(Beginning of Given data)
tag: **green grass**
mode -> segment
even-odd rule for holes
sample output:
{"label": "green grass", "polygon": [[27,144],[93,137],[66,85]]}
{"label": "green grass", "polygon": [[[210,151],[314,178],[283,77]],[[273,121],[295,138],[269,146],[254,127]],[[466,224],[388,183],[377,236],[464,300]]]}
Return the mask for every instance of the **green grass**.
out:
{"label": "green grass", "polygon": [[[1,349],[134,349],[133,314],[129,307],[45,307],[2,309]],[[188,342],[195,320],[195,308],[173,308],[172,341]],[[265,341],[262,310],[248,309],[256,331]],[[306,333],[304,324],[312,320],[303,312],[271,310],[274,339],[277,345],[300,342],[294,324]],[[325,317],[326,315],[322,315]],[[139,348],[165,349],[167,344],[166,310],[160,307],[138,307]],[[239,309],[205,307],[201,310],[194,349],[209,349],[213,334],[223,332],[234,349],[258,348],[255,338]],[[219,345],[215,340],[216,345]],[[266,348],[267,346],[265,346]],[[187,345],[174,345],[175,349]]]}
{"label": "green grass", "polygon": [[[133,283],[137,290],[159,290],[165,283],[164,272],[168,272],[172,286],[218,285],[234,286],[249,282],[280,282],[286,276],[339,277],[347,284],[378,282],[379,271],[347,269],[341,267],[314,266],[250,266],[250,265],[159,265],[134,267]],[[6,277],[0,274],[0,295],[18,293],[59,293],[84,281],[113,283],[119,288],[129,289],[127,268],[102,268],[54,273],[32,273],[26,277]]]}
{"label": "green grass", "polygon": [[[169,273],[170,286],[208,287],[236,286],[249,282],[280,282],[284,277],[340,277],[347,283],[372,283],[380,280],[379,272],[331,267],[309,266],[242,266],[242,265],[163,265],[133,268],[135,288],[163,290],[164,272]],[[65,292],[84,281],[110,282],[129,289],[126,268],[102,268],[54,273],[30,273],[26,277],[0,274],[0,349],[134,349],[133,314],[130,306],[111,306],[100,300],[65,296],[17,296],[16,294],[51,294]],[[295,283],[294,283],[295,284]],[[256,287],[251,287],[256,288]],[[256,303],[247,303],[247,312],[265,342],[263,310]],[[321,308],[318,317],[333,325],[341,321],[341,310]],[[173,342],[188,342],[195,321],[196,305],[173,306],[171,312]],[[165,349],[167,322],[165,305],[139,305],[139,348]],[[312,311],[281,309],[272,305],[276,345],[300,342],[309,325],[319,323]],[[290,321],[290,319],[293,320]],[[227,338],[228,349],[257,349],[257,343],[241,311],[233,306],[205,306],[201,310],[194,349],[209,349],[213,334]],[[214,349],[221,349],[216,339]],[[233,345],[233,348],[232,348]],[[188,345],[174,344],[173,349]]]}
(End of Given data)
What this task involves:
Please make an exact copy of the lines above from the line with "even-odd rule for holes" through the line with "Return the mask", both ends included.

Response area:
even-odd rule for holes
sample output:
{"label": "green grass", "polygon": [[27,144],[93,137],[66,85]]}
{"label": "green grass", "polygon": [[[210,151],[314,178],[283,77]],[[273,121],[295,138],[269,146],[254,127]],[[466,224],[388,183],[377,236],[464,300]]]}
Return the mask for every instance of the **green grass**.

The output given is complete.